EXTRAIT DU DOCUMENT ▸
Helado Negro, Far In (4AD, 2021)
Roberto Carlos Lange a arrêté le café. Ça ne se ressent pas spécialement dans la musique que l’Américain signe depuis une grosse dizaine d’années sous le pseudonyme Helado Negro (« Glace Noire » en espagnol), qui est depuis quelques albums un refuge paisible, mais c’est le symbole de toutes les ruptures personnelles qu’il a rassemblées dans Far In, son remarquable septième album en douze ans (!). Ce disque-là était pour la première fois sérieusement attendu après le succès de This Is How You Smile en 2019, album impeccable où Helado Negro atteignait un sommet en matière de pop caressante tout en faisant systématiquement un pas de côté qui rendait sa musique joyeusement déstabilisante. Placée très frontalement au premier plan, sa voix chaleureuse nous contait des poésies très personnelles comme on chante quelque chose aux enfants pour les rassurer ; mais derrière, ça s’agitait sévère à la guitare acoustique ou au clavier instable.

ENTRÉES DE DONNÉES ▸

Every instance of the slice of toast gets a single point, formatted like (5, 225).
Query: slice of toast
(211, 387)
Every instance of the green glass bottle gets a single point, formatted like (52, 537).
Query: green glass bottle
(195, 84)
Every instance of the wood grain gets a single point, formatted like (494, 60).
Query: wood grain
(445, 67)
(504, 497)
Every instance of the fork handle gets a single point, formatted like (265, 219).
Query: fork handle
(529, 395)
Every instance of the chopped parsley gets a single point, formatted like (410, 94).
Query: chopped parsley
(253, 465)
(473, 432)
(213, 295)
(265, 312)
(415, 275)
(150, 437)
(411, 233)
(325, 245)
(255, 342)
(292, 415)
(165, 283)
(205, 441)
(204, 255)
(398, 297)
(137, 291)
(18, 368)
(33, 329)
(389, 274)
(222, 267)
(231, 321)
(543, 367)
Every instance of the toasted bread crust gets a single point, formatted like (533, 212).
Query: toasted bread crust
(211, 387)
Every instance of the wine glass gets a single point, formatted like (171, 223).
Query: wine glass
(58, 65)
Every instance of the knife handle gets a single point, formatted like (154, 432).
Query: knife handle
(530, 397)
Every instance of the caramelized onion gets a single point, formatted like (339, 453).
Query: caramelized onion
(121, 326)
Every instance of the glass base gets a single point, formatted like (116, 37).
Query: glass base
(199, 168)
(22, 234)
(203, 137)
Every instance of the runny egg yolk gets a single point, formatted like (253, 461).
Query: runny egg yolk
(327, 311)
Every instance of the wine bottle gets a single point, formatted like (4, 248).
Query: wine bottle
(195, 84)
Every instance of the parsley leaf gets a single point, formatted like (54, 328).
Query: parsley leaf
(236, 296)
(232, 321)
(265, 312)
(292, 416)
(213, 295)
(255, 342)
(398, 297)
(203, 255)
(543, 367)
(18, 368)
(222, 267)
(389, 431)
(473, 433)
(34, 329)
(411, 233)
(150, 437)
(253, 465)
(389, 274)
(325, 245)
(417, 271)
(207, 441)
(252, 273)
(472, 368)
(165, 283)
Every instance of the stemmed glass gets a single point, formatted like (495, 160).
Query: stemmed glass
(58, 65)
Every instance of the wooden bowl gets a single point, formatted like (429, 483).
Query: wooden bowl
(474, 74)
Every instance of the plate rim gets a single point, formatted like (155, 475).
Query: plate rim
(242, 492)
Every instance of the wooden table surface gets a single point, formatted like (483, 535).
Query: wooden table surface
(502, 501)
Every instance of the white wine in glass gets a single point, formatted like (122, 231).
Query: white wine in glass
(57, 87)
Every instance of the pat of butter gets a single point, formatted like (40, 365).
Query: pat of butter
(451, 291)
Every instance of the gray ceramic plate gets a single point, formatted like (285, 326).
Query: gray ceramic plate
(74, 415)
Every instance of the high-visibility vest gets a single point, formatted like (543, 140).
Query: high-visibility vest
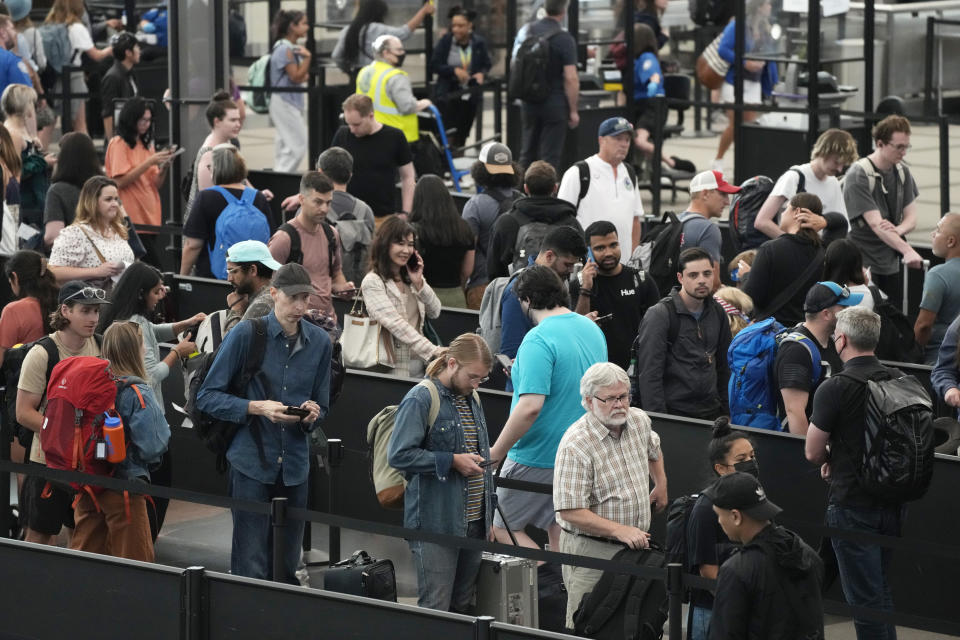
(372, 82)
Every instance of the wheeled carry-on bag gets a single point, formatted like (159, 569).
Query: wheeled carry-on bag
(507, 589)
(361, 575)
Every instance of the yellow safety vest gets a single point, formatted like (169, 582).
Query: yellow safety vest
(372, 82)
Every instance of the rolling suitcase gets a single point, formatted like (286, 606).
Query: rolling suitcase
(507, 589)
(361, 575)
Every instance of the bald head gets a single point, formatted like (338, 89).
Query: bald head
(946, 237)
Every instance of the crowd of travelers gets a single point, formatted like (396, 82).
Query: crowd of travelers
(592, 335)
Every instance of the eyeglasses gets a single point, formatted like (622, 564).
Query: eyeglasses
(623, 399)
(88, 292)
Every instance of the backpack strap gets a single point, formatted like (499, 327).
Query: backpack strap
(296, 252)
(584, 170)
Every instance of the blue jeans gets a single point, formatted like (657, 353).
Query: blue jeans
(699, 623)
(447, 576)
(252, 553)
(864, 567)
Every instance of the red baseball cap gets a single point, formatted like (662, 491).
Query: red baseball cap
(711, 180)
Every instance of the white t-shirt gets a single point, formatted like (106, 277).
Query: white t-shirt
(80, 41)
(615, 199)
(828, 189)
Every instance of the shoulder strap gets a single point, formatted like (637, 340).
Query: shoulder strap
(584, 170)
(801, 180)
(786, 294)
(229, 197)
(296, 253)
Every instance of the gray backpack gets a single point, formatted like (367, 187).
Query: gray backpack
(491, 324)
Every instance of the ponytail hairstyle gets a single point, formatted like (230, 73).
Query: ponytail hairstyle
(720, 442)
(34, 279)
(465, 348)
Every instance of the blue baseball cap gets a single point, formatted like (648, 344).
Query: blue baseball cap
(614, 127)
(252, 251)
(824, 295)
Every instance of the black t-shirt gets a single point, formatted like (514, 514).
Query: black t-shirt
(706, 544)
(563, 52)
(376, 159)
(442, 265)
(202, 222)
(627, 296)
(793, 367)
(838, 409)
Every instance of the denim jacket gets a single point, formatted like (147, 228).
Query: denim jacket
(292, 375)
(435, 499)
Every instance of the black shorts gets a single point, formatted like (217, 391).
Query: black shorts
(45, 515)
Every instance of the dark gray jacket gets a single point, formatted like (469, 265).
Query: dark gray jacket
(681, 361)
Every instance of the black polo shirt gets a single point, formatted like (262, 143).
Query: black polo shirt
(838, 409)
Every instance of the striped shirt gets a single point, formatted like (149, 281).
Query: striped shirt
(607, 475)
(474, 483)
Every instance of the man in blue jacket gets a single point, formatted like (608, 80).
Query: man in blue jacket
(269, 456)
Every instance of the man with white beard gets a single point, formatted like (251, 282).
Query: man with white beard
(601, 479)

==

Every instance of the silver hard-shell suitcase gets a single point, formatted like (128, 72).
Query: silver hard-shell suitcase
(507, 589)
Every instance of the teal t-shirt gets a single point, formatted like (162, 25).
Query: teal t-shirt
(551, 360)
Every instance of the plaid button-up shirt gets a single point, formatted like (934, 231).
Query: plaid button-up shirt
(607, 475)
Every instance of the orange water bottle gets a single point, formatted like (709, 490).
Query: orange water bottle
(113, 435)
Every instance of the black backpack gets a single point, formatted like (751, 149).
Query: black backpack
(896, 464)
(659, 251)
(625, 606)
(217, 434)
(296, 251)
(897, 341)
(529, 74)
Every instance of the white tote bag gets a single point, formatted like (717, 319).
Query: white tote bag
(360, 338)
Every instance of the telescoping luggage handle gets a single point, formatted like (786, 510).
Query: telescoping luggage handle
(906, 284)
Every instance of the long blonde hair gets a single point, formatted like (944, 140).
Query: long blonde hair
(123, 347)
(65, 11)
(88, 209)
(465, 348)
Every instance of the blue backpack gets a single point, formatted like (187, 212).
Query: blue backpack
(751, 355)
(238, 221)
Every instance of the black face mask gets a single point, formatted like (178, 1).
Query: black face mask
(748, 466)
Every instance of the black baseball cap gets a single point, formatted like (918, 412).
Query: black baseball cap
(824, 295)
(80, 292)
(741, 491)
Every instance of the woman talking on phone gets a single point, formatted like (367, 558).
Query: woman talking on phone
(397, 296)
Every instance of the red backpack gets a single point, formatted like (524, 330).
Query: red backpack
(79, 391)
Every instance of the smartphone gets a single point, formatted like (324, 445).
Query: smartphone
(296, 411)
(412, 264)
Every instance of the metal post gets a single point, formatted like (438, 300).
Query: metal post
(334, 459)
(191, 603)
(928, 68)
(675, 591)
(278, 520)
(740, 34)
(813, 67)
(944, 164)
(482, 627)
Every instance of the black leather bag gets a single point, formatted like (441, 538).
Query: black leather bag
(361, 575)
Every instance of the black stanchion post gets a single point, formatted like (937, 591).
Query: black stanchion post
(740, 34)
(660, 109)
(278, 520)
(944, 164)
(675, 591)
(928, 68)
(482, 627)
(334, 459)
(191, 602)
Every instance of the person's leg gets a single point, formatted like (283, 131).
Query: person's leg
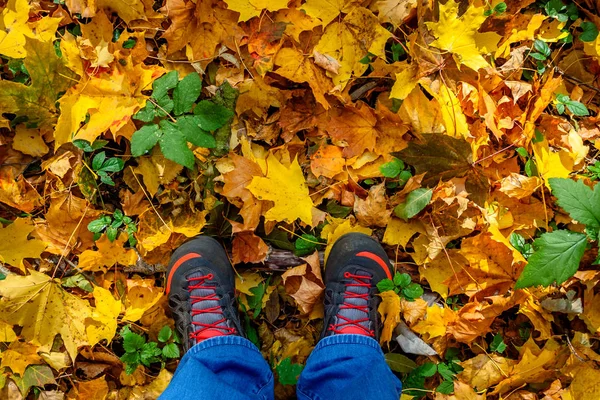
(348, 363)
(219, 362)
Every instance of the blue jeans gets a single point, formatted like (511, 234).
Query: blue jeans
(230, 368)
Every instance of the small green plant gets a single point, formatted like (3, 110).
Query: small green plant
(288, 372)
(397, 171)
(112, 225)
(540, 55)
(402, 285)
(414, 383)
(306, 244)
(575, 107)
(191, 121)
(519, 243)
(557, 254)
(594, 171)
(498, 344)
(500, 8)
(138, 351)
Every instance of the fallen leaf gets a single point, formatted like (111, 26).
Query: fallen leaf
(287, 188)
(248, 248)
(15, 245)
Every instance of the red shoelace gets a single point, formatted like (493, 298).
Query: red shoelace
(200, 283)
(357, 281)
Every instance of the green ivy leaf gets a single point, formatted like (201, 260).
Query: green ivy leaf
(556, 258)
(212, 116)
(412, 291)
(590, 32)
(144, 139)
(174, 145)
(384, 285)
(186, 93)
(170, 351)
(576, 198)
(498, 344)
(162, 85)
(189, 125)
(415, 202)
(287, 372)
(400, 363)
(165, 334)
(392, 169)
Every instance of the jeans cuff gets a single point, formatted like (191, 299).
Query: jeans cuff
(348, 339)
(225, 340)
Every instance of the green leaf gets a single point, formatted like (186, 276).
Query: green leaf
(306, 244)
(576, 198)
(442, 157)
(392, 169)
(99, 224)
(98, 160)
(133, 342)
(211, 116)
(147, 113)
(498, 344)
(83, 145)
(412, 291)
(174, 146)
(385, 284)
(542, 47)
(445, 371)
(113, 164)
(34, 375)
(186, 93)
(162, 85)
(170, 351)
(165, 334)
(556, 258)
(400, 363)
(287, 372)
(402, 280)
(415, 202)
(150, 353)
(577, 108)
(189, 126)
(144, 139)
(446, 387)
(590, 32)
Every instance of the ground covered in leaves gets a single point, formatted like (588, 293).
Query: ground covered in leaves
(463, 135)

...

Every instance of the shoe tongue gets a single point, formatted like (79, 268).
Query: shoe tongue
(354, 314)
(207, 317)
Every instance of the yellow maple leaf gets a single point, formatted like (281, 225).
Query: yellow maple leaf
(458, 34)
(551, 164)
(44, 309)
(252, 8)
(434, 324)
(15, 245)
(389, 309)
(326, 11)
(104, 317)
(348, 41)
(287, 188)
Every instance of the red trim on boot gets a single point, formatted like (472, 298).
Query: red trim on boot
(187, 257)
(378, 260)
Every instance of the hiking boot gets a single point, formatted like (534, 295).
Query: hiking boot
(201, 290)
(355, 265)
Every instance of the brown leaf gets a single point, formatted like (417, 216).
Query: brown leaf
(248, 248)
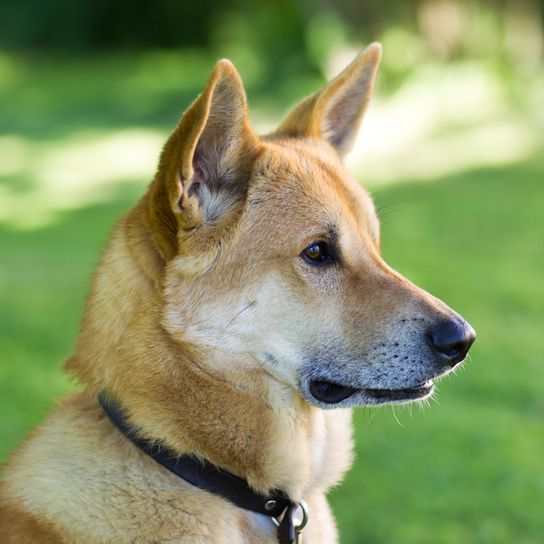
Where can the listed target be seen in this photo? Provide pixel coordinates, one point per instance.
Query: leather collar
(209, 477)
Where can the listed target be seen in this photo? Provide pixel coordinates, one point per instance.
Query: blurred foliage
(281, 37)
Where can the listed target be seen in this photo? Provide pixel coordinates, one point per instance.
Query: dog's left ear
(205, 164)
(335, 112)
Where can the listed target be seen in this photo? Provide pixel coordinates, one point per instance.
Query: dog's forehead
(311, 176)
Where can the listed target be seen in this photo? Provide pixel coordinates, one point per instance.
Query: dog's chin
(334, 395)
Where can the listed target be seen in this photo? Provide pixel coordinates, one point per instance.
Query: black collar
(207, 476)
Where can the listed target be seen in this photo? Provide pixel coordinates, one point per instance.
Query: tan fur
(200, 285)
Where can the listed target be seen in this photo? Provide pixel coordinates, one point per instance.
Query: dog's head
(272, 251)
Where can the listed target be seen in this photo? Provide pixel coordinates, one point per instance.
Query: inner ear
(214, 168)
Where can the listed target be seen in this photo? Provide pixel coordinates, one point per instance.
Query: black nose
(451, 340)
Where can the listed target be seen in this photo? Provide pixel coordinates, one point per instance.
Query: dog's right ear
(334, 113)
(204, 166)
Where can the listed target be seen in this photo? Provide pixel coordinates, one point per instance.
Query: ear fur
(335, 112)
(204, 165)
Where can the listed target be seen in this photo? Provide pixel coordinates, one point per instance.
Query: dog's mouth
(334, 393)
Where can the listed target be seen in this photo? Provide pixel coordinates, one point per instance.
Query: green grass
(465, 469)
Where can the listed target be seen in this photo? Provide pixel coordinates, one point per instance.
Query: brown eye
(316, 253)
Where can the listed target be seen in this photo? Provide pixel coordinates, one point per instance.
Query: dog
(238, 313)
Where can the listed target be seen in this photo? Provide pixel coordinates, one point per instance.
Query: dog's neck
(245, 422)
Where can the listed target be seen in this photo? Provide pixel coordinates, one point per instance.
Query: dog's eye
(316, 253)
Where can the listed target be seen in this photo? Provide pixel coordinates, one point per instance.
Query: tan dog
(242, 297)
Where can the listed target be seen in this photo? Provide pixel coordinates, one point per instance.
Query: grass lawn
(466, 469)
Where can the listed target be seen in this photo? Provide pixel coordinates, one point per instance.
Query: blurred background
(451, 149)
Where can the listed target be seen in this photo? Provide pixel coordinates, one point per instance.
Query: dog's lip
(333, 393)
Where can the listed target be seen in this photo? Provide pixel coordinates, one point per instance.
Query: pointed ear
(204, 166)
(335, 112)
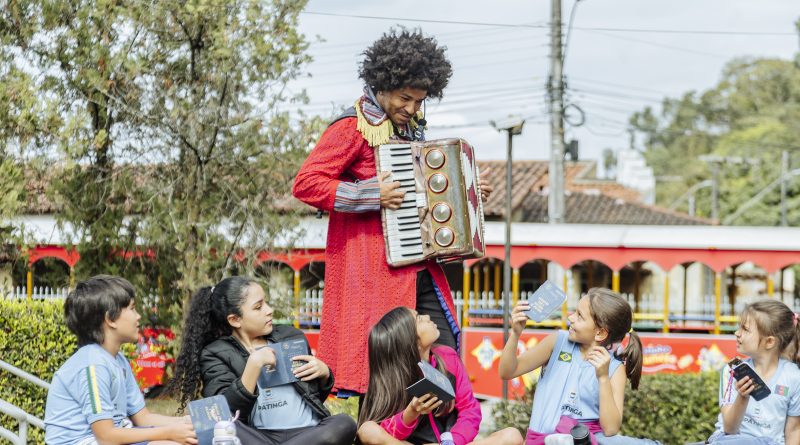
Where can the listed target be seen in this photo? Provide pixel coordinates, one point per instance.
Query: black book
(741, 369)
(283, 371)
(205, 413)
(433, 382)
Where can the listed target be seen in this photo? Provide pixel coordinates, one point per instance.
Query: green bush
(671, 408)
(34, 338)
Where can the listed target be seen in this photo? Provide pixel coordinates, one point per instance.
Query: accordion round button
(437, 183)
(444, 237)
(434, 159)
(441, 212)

CONSIGNE DE TRAVAIL ▸ Reprenez la critique de l’album Far In de Helado Negro juste après sa dernière phrase.

RÉSULTAT OBTENU ▸
Far In est en même temps un après et tout autre chose. La voix de Roberto Carlos Lange, qui garde des sonorités moites de son enfance en Floride au milieu de parents venus d’Équateur, est toujours aussi présente que patiente. Même si Helado Negro n’est pas le plus grand chanteur du moment, c’est elle que l’on retrouve avec une vraie passion parce qu’il nous parle directement : il est pleinement là, investi mais pas dragueur. C’est avant tout pour lui qu’il chante, parce que ça lui fait du bien.